§ Exercise aim
Copy each line of the listing below exactly.

§ Given records
•••••

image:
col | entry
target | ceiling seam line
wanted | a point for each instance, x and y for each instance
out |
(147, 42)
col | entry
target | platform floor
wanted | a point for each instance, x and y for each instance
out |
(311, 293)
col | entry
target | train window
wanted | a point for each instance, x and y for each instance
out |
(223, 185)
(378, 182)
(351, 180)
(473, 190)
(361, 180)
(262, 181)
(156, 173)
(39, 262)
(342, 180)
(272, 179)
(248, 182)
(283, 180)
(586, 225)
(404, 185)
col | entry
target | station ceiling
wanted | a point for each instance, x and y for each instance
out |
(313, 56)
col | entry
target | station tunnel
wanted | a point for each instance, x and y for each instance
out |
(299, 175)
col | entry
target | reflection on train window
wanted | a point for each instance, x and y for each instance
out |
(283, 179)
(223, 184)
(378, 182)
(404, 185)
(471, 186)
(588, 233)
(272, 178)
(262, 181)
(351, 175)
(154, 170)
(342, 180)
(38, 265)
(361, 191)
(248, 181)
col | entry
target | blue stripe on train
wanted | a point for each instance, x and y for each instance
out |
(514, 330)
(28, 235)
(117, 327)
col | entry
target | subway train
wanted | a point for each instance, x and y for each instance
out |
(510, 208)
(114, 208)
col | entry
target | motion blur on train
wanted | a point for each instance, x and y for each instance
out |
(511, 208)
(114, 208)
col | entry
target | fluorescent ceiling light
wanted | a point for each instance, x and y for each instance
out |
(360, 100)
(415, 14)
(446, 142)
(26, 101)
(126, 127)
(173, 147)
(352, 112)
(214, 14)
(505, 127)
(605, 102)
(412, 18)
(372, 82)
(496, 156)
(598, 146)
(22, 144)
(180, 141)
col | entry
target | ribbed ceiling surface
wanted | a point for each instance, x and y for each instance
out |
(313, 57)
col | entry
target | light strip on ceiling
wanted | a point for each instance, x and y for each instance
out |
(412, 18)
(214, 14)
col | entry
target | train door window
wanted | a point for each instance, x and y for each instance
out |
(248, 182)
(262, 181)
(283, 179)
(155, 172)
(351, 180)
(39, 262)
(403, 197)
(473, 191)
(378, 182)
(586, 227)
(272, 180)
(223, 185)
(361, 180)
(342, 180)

•••••

§ Completed exercise
image:
col | entry
target | ceiling seam line
wanted | a point for each instance, x and y for each instance
out |
(147, 42)
col | entry
target | platform floor
wanted | a point for each instance, x and y for each instance
out |
(311, 293)
col | entry
target | train window
wanted | a point for each instance, x and y for each instance
out |
(223, 185)
(378, 182)
(351, 180)
(473, 190)
(361, 180)
(262, 181)
(156, 173)
(39, 262)
(342, 180)
(272, 179)
(248, 182)
(283, 180)
(586, 225)
(404, 185)
col | entry
target | station ceiling
wanted | a point for each instance, x and y for each instance
out |
(313, 56)
col | entry
target | station tunnel
wanted | a point for each instance, x and y for each instance
out |
(299, 175)
col | entry
target | reflection on train window
wanted | a point for each instance, x and y for each instance
out |
(283, 179)
(223, 184)
(378, 182)
(404, 185)
(471, 186)
(588, 233)
(272, 178)
(262, 181)
(351, 175)
(154, 170)
(342, 180)
(38, 265)
(361, 191)
(248, 181)
col | entry
target | blue stripe on train
wanted | a point for each instance, x and y for each instance
out |
(514, 330)
(28, 235)
(117, 327)
col | entry
target | subway train
wanted | a point for each instance, x and y for each instance
out |
(510, 208)
(114, 208)
col | entry
target | motion blur on train
wanted | a point for each instance, x and y for each instance
out |
(511, 208)
(114, 208)
col | entry
target | fluorescent ceiling light
wanted | a point for each instance, x and y for each instance
out |
(360, 100)
(415, 14)
(446, 142)
(26, 101)
(126, 127)
(173, 147)
(352, 112)
(214, 14)
(505, 127)
(605, 102)
(412, 18)
(372, 82)
(496, 156)
(598, 146)
(22, 144)
(180, 141)
col | entry
target | ribbed ceiling surface
wanted | a point for each instance, x and y for each instance
out |
(313, 57)
col | entry
target | light strip on ceiling
wanted | a point for each instance, x and y for each instance
out |
(412, 18)
(214, 14)
col | entry
target | train door window
wanted | a point for each instance, x and y for each instance
out |
(248, 182)
(262, 181)
(283, 179)
(155, 172)
(351, 180)
(39, 262)
(403, 197)
(473, 191)
(378, 182)
(586, 227)
(272, 180)
(223, 185)
(361, 180)
(342, 180)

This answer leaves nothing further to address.